State how many lines of the data below contain the string "grass", matching case exactly, and give only that number.

(begin)

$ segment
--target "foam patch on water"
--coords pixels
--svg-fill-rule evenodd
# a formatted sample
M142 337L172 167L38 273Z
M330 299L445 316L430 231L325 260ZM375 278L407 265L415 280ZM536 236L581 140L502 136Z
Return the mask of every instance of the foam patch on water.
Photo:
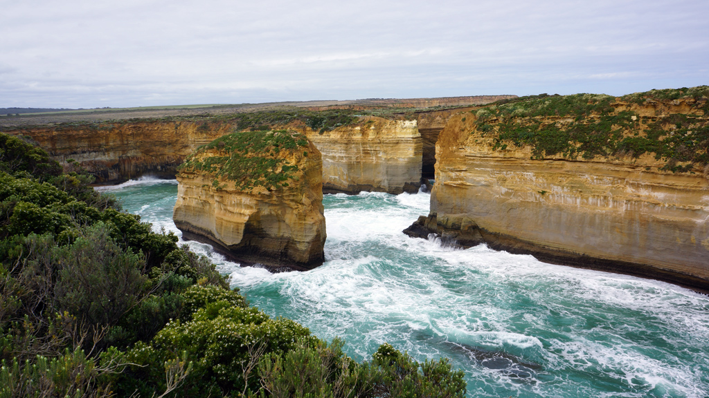
M158 178L157 177L154 177L152 176L143 176L135 180L128 180L125 183L122 183L117 185L106 185L106 186L99 186L94 187L94 189L98 191L120 191L131 186L151 186L155 184L173 184L177 185L177 180L175 179L165 179L165 178Z
M135 192L158 193L132 211L179 235L174 198L162 198L159 185L145 187ZM241 268L209 245L188 244L252 303L319 337L344 338L358 360L384 342L418 360L452 358L470 396L706 396L709 297L401 233L428 214L429 200L425 193L325 195L326 262L307 272Z

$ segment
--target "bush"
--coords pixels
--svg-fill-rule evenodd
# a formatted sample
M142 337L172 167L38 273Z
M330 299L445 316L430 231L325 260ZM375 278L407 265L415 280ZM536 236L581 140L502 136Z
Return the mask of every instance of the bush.
M55 251L57 307L92 324L115 324L147 293L145 261L123 251L102 223L84 234Z

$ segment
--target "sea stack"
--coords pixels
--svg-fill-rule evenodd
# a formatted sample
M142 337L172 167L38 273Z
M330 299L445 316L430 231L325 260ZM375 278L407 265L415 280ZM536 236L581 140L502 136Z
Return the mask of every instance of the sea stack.
M304 132L323 154L326 193L398 195L420 187L422 141L416 120L368 117L357 125Z
M323 162L292 130L234 132L179 168L173 219L186 239L271 269L323 263Z
M709 87L538 96L450 119L405 231L709 291Z

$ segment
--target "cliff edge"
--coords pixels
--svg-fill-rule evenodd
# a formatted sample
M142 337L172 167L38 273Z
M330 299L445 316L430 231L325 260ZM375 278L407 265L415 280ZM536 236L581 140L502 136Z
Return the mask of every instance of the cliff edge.
M406 232L709 290L709 87L539 96L453 116Z
M183 237L229 258L274 268L322 264L323 164L292 131L225 135L179 166L173 220Z
M369 116L333 130L309 124L303 130L323 154L325 193L418 191L423 144L416 120Z

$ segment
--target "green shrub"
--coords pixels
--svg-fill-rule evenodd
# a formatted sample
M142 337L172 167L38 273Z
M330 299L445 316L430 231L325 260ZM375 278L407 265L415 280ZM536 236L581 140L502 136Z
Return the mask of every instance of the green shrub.
M122 250L99 223L55 250L57 305L91 324L115 324L146 295L140 256Z

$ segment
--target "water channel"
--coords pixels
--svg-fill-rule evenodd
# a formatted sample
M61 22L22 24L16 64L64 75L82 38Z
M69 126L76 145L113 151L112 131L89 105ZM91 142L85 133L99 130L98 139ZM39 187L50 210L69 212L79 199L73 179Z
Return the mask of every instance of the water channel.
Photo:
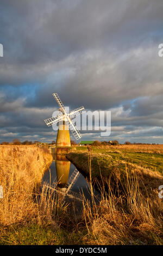
M83 196L92 204L90 184L64 155L52 154L53 161L45 173L42 185L54 187L56 193L60 193L66 203L75 205L78 214L82 212ZM96 203L98 204L100 194L93 190Z

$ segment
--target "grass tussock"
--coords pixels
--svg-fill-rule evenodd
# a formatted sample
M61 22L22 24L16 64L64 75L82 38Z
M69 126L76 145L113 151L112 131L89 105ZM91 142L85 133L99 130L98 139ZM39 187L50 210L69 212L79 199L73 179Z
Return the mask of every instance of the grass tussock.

(end)

__OUTPUT FOR THIS EXERCISE__. 2